## What this task involves
Decide whether each statement below agrees with the abstract on abstract reasoning across the lifespan, answering yes or no and quoting the deciding words of the abstract. (a) Participants did the abstract reasoning task during magnetoencephalography. (b) Theta activity in the bilateral supramarginal gyri grew stronger with age. (c) The study sample had 150 participants.

*** Text for analysis ***

Mapping the neural signatures of abstract reasoning across the lifespan

Poster Session D - Monday, April 15, 2024, 8:00 – 10:00 am EDT, Sheraton Hall ABC

Sarah Dietz1 (, Mikki Schantell1,3, Thomas W. Ward1,4, Grace C. Ende1, Danielle L. Rice1, Kennedy A. Kress1, Anna T. Coutant1, Ryan Glesinger1, Grant M. Garrison1, Lucy K. Horne1, Hannah J. Okelbery1, Jason A. John1, Tony W. Wilson1,2,3,4; 1Institute for Human Neuroscience, Boys Town National Research Hospital, Boys Town, NE, USA, 2Center for Pediatric Brain Health, Boys Town National Research Hospital, Boys Town, NE, USA, 3College of Medicine, University of Nebraska Medical Center, Omaha, NE, USA, 4Department of Pharmacology and Neuroscience, Creighton University, Omaha, NE, USA

Fluid intelligence (Gf) is broadly defined as the ability to problem-solve in novel situations, learn new skills, and adapt to changing environments. Abstract reasoning is a critical component of Gf and is known to undergo extensive development and refinement across the lifespan, yet the neural bases of such maturation remains poorly understood. Herein, we sought to address this gap by mapping the normative lifespan trajectory of the neural oscillatory dynamics underlying abstract reasoning. To accomplish this, we recruited a sample of 142 cognitively-normal participants (ages 9-67 years) who completed an abstract reasoning task during magnetoencephalography (MEG). MEG data were analyzed in the time-frequency domain and significant oscillatory responses relative to baseline were imaged using a beamforming approach. Whole-brain correlations with age were then conducted per oscillatory map to identify the lifespan trajectory of the neural dynamics serving abstract reasoning. These analyses revealed that oscillatory theta activity strengthened as a function of age in the primary visual cortices (r=.39, p<.005), and weakened with age in the bilateral supramarginal gyri (left: r=-.42, p<.005; right: r=-.34, p<.005). Further, alpha/beta oscillations in the right superior temporal gyrus (r=-.62, p<.005) and gamma oscillations in the right medial prefrontal cortex (mPFC; r=.30, p<.005) strengthened across the lifespan. In conclusion, these findings indicate spectrally-specific changes in the lifespan trajectories of neural oscillatory activity serving abstract reasoning, reflecting developmental fine-tuning and aging-related alterations across higher-order cognitive networks.

*** End of Text for analysis ***
*** Information ***

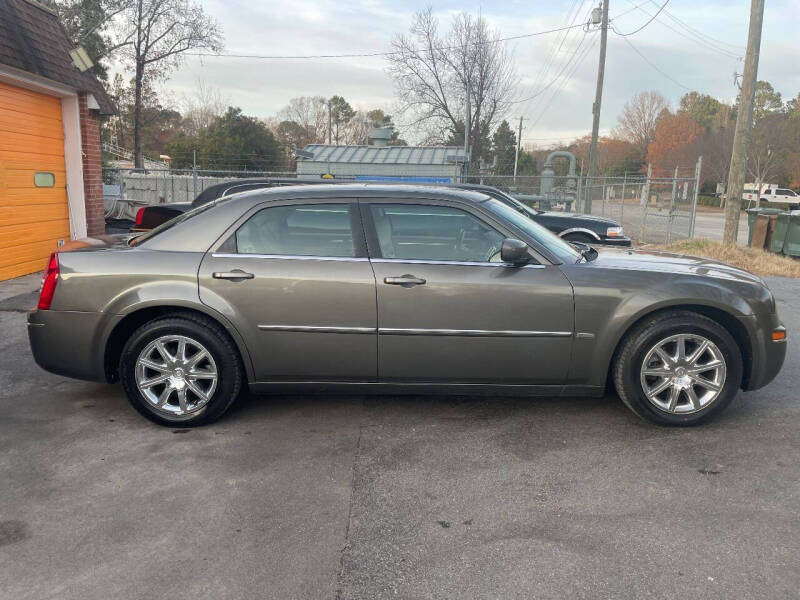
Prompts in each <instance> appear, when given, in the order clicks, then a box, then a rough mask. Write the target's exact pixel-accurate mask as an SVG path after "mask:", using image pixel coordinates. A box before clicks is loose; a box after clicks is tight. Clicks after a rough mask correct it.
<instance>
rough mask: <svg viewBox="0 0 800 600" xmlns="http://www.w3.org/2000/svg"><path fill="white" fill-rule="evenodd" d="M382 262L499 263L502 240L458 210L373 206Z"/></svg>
mask: <svg viewBox="0 0 800 600" xmlns="http://www.w3.org/2000/svg"><path fill="white" fill-rule="evenodd" d="M370 211H371V213H372V221H373V223H374V224H375V231H376V233H377V236H378V244H379V246H380V250H381V255H382V256H383V258H399V259H410V260H436V261H454V262H455V261H458V262H490V261H498V260H499V253H500V247H501V246H502V244H503V239H504V236H503V235H502V234H500V233H498V232H497V231H495V230H494V229H492V228H491V227H489V225H487V224H486V223H484V222H483V221H481V220H480V219H478V218H477V217H475V216H473V215H471V214H470V213H468V212H466V211H463V210H461V209H458V208H451V207H449V206H429V205H423V204H372V205H370Z"/></svg>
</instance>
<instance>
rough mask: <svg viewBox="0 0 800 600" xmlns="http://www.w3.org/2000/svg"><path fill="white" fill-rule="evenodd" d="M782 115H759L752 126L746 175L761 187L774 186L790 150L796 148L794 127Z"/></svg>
mask: <svg viewBox="0 0 800 600" xmlns="http://www.w3.org/2000/svg"><path fill="white" fill-rule="evenodd" d="M793 124H794V123H793V121H792V119H791V118H790V117H787V116H786V115H785V114H784V113H771V114H766V115H765V116H762V117H761V119H759V120H758V121H756V124H755V126H754V127H753V137H752V139H751V141H750V148H749V150H748V153H747V154H748V157H747V173H748V175H749V176H750V177H752V181H753V182H758V183H759V184H761V185H764V184H766V183H774V182H772V181H770V180H771V179H775V178H777V177H778V176H779V175H781V174H782V173H783V171H784V170H785V167H786V159H787V157H788V156H789V154H790V151H791V150H792V149H793V148H795V147H796V144H797V136H796V135H795V132H796V127H792V125H793Z"/></svg>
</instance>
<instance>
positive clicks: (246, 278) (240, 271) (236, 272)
mask: <svg viewBox="0 0 800 600" xmlns="http://www.w3.org/2000/svg"><path fill="white" fill-rule="evenodd" d="M211 276H212V277H213V278H214V279H230V280H232V281H239V280H242V279H253V277H255V275H253V274H252V273H245V272H244V271H242V270H241V269H234V270H233V271H214V272H213V273H212V274H211Z"/></svg>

*** End of Information ***

## Answer for the task
(a) Yes: "who completed an abstract reasoning task during magnetoencephalography (MEG)"
(b) No: "and weakened with age in the bilateral supramarginal gyri"
(c) No: "a sample of 142 cognitively-normal participants"